Point annotation records:
┄┄┄┄┄┄

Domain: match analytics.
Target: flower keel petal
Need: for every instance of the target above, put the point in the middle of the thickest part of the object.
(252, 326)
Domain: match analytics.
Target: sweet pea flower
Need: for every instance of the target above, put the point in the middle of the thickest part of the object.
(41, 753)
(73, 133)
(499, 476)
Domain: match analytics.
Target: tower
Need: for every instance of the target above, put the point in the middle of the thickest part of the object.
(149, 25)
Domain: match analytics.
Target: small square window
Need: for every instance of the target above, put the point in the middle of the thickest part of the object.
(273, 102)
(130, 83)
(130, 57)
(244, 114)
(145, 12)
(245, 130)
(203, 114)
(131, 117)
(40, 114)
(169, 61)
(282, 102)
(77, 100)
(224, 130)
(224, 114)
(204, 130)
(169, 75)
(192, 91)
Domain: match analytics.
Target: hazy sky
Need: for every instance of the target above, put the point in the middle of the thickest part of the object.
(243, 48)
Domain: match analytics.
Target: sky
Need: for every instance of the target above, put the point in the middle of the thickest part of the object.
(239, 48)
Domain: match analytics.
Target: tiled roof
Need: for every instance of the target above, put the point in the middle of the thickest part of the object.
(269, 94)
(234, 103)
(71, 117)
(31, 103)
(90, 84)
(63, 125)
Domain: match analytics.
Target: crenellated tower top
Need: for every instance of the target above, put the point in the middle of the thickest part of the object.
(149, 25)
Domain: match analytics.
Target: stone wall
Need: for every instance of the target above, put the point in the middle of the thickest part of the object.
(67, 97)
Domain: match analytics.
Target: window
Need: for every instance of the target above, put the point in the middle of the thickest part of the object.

┄┄┄┄┄┄

Reproduce each entry from the records above, character for character.

Domain: match analytics.
Target: flower keel petal
Need: for every instance of the target above, put the point in the middle of the thickest part of the object.
(252, 326)
Domain: match analytics.
Target: sweet pea flower
Need: for every instance of the target above, put the point in the middle of the thickest part of the object.
(41, 753)
(73, 133)
(499, 476)
Domain: match analytics.
Target: tower
Need: for every instance of the target above, put the point in the middle of the thickest part of the object.
(149, 25)
Domain: match analytics.
Target: small square window
Need: for every instance of the target above, put the point in the middle of the thickest part of the object.
(273, 102)
(130, 83)
(130, 57)
(244, 114)
(145, 12)
(245, 130)
(203, 114)
(131, 117)
(40, 114)
(169, 61)
(282, 102)
(77, 100)
(224, 130)
(224, 114)
(204, 130)
(169, 75)
(192, 91)
Domain: match analytics.
Target: hazy sky
Need: for every instance of the target above, put the point in the middle of the thickest part of the object.
(243, 48)
Domain: match analytics.
Target: sky
Need: for every instance of the target above, put the point in the middle of the thickest part of the object.
(239, 48)
Domain: match analytics.
Target: tiled roof
Need: for every instance of the target above, put the point in the middle of the thickest part of the object.
(269, 94)
(234, 103)
(71, 117)
(31, 103)
(90, 84)
(63, 125)
Domain: match analytics.
Target: crenellated tower top
Need: for every instance of the target above, put the point in the middle of the thickest part of the object.
(149, 25)
Domain: match analytics.
Target: stone wall
Need: for every instance of the target above, put the point in the middle of the thickest part of the object.
(67, 97)
Domain: match analytics.
Target: window
Need: for every instance of the target above, put the point in the middle of the thickest part of the object.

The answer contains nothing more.